* START *

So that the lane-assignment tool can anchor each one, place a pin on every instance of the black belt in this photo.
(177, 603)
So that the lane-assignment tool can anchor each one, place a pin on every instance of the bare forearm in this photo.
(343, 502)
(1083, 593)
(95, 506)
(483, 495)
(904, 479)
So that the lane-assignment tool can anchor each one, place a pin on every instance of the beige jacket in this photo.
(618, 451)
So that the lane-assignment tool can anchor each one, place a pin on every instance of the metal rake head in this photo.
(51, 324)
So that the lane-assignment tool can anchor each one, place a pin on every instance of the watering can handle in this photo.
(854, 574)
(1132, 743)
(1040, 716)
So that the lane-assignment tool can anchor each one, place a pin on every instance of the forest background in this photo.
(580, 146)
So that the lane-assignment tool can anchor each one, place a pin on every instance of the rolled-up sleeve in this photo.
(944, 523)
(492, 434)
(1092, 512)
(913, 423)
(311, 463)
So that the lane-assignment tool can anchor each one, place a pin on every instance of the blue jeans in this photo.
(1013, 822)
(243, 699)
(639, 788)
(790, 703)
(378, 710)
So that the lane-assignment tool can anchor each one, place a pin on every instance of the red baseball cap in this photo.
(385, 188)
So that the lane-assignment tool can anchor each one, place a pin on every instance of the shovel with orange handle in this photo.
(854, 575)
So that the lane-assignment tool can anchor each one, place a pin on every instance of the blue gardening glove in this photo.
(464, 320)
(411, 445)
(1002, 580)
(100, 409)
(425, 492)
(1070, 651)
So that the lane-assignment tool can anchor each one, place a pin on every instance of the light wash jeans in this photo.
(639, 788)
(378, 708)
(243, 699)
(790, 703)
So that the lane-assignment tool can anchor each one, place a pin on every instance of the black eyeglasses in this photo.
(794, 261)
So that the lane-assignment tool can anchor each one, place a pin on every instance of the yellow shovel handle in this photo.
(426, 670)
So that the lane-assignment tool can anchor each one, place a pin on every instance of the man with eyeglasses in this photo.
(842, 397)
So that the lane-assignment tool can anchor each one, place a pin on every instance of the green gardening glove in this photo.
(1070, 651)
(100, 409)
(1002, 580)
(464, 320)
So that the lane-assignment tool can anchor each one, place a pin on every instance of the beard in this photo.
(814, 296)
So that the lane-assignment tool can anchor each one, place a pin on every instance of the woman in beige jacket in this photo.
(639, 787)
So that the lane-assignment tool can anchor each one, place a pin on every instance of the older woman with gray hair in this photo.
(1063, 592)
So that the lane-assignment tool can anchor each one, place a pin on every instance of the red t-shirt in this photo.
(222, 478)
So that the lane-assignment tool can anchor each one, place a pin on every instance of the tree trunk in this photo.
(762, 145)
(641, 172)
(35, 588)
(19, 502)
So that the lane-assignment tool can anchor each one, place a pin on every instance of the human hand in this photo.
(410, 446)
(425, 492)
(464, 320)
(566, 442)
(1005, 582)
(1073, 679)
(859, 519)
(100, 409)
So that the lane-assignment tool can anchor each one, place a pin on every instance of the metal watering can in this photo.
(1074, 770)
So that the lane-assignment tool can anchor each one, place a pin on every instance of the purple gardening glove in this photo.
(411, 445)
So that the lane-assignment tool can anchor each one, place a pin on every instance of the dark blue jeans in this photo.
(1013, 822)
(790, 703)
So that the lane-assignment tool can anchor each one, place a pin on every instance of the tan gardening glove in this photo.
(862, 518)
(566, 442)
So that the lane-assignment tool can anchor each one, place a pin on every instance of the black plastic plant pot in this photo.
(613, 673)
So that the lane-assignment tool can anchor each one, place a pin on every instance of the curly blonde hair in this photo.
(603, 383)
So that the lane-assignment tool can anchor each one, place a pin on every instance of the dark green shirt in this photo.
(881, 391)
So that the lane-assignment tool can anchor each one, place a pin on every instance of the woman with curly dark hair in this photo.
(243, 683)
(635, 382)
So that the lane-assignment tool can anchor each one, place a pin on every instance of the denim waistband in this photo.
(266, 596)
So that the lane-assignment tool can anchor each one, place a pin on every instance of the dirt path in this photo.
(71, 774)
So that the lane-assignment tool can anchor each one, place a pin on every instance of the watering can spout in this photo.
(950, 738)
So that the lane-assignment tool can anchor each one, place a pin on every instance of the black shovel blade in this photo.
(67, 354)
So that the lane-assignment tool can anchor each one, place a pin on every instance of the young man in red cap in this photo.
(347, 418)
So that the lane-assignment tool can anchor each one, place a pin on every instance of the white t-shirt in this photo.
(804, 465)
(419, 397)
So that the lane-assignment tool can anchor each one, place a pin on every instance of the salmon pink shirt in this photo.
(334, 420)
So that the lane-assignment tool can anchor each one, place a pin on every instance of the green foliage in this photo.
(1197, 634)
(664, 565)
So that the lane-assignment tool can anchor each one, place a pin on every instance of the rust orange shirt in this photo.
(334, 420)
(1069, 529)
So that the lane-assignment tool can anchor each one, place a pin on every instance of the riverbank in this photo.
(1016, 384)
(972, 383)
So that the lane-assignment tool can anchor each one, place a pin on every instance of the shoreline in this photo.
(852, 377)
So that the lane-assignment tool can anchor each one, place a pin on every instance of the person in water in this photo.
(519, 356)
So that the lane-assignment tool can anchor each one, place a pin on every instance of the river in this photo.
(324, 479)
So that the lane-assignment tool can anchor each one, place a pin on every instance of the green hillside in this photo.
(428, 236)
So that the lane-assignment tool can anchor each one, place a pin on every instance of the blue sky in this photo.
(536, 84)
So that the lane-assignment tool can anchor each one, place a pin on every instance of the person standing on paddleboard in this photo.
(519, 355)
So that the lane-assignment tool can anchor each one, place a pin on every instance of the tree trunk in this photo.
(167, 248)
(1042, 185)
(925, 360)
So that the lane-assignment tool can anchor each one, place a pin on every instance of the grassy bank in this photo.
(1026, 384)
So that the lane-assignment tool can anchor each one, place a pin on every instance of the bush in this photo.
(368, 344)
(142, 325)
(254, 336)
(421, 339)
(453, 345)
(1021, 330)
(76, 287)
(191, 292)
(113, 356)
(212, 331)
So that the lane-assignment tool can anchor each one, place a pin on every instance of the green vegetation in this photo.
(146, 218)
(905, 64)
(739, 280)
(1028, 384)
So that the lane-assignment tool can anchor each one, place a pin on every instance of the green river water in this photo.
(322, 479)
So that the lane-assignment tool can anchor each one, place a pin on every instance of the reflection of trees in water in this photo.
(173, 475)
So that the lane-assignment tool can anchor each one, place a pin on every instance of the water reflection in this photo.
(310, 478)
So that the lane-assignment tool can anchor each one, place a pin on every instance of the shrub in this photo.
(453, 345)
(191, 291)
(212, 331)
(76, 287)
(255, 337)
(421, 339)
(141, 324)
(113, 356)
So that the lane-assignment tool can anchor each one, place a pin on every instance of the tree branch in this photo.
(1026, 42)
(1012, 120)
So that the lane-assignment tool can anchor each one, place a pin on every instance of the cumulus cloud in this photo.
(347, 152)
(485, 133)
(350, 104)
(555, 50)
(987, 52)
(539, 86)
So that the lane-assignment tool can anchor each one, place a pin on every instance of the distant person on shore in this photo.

* END *

Given problem:
Please edit the material from the line containing "river in this photo." through the line containing "(1028, 384)", replacing "place a pin on" with "drop a marker on" and leaving everything else as it is. Return only those lines.

In response:
So that the lane-assignment tool can anchor each one, drop a marker on every instance of the river in this photo.
(324, 479)
So that the lane-assignment tool can anchor each one, drop a marker on every instance of the green hillside in this photo.
(428, 236)
So that the lane-assignment tool can anchor each one, drop a marker on every instance of the blue sky in this photo.
(536, 84)
So that the lane-assignment tool can anchor each one, drop a marker on every instance of the person standing on paddleboard in this photo.
(519, 355)
So that the lane-assignment tool can anchor each one, drop a marker on every instance of the tree trunk in this photo.
(167, 248)
(1042, 185)
(925, 360)
So that the lane-assignment tool can anchor each one, drop a marker on every instance of the grassy bank in this photo.
(1026, 384)
So that the lane-assignment tool can anchor each one, drop a marker on every instance of the bush in this photo.
(368, 344)
(142, 325)
(254, 336)
(421, 339)
(453, 345)
(1021, 330)
(76, 287)
(191, 292)
(113, 356)
(212, 331)
So that the lane-assignment tool can anchor each one, drop a marker on every instance of the green vegetation in this photo.
(146, 218)
(905, 64)
(739, 280)
(1028, 384)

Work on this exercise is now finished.